What to do ->
Rewrite the material that follows, replacing "photo" with "image" wherever it occurs and leaving all other wording unchanged. Omit the pictures from the rewritten version.
○ ○ ○ ○ ○ ○ ○
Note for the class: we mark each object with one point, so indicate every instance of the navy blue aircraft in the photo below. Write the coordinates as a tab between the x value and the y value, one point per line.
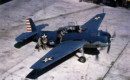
75	38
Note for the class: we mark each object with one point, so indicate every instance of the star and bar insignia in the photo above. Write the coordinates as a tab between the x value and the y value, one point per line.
47	59
97	17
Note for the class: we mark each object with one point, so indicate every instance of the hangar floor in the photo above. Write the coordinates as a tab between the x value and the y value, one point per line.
15	63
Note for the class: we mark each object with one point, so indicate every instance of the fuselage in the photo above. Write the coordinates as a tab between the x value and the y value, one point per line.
93	39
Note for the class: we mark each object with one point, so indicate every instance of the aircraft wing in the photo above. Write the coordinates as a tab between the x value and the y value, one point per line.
○ ○ ○ ○ ○ ○ ○
Completed exercise ->
Note for the class: we mark each object with one point, so indicate every instance of the navy blue aircraft in the image below. Write the coordinates as a tab between the x value and the y value, one point per line.
75	38
Note for the class: we mark each object with one point, so indicate every instance of the star and bar insignia in the image above. Write the coordinates as a tab between the x value and the y value, one point per line.
47	59
97	17
Note for the class: we mark each object with one point, so indicate every instance of the hangar floor in the image above. Write the coordinates as a tab between the x value and the y value, one point per line.
15	63
Note for the class: we mark each object with one point, so indicate every instance of the fuselage in the image above. Write the coordinates as a tab between the x value and the y value, one point per line.
93	39
Note for the class: we mark each object with one point, so indicate every instance of the aircraft wing in the image above. Write the coordinates as a tab between the x value and the y value, one point per line.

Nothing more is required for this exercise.